● Exercise inputs
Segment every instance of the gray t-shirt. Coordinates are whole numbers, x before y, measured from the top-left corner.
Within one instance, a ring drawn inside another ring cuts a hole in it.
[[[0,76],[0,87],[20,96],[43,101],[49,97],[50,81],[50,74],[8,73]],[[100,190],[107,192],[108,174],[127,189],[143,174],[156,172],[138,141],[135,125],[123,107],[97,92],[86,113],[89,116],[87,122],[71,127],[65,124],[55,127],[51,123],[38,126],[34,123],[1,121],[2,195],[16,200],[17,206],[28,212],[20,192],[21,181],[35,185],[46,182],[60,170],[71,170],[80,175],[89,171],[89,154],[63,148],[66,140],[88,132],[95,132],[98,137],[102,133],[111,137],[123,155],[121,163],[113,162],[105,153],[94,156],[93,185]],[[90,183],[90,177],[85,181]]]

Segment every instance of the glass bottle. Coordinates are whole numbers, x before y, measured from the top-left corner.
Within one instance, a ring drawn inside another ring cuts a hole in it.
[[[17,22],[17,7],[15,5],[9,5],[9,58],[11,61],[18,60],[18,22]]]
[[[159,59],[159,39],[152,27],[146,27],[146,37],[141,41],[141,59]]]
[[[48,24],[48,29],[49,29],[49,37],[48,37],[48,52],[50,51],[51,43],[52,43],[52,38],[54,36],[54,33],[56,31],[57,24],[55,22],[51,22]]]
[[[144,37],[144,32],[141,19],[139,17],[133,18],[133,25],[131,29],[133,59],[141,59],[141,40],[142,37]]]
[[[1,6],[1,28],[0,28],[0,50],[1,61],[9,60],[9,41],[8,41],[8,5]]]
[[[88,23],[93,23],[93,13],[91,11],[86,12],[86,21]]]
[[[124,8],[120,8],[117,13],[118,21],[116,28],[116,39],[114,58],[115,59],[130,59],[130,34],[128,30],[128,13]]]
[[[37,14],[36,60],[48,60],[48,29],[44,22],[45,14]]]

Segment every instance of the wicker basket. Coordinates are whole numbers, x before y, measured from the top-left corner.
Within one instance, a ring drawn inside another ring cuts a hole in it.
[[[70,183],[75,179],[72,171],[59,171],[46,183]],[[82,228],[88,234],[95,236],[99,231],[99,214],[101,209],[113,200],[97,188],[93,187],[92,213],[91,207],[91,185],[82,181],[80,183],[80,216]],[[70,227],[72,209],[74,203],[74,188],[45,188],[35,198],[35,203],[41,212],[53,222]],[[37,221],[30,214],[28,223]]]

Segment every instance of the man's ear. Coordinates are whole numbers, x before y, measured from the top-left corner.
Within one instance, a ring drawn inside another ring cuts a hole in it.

● Short task
Please change "top-left corner" to "upper-left corner" throughout the items above and give them again with nothing else altered.

● Written response
Segment every instance of the gray t-shirt. Coordinates are whole numbers, x before y, measured from the upper-left corner.
Within one instance, a ring drawn inside another ring cuts a hole in it.
[[[0,76],[0,87],[20,96],[43,101],[49,97],[50,81],[50,74],[8,73]],[[100,190],[107,192],[108,174],[127,189],[143,174],[156,172],[138,141],[135,125],[123,107],[97,92],[86,113],[89,116],[87,122],[71,127],[65,124],[55,127],[51,123],[38,126],[34,123],[1,121],[2,195],[16,200],[17,206],[28,212],[20,192],[21,181],[35,185],[46,182],[60,170],[71,170],[80,175],[89,171],[89,154],[63,148],[66,140],[88,132],[95,132],[98,137],[102,133],[111,137],[123,155],[121,163],[113,162],[105,153],[94,156],[93,185]],[[90,183],[90,177],[85,181]]]

Segment every instance of the glass bottle. Coordinates are whole numbers, x before y, measured from the upper-left corner.
Within one instance, a ring drawn inside another ring cuts a hole in it.
[[[17,22],[17,7],[15,5],[9,5],[9,58],[11,61],[18,60],[18,22]]]
[[[159,59],[159,39],[152,27],[146,27],[146,37],[141,41],[141,59]]]
[[[48,24],[48,29],[49,29],[49,37],[48,37],[48,52],[50,51],[51,43],[52,43],[52,38],[54,36],[54,33],[56,31],[57,24],[55,22],[51,22]]]
[[[144,37],[144,32],[141,19],[139,17],[133,18],[133,25],[131,29],[133,59],[141,59],[141,40],[142,37]]]
[[[1,6],[1,28],[0,28],[0,50],[1,61],[9,60],[9,41],[8,41],[8,5]]]
[[[88,23],[93,23],[93,13],[91,11],[86,12],[86,21]]]
[[[124,8],[120,8],[117,13],[118,21],[116,28],[116,39],[114,58],[115,59],[130,59],[130,34],[128,30],[128,13]]]
[[[37,14],[36,60],[48,60],[48,29],[44,22],[45,14]]]

Segment every instance of the wicker basket. Coordinates are whole numbers, x before y, measured from the upper-left corner.
Within one instance, a ring drawn inside another ring cuts a hole in it.
[[[70,183],[75,179],[72,171],[59,171],[46,183]],[[82,228],[88,234],[95,236],[99,231],[99,214],[101,209],[113,200],[97,188],[93,187],[92,213],[91,207],[91,185],[82,181],[80,183],[80,216]],[[70,227],[72,209],[74,203],[74,188],[45,188],[35,198],[35,203],[41,212],[53,222]],[[37,221],[30,214],[28,223]]]

Segment every instance of the man's ear. Coordinates are whole numbers, x before y, measured from the upper-left corner.
Within one instance, a ring drawn inside another ring cuts a hole in it.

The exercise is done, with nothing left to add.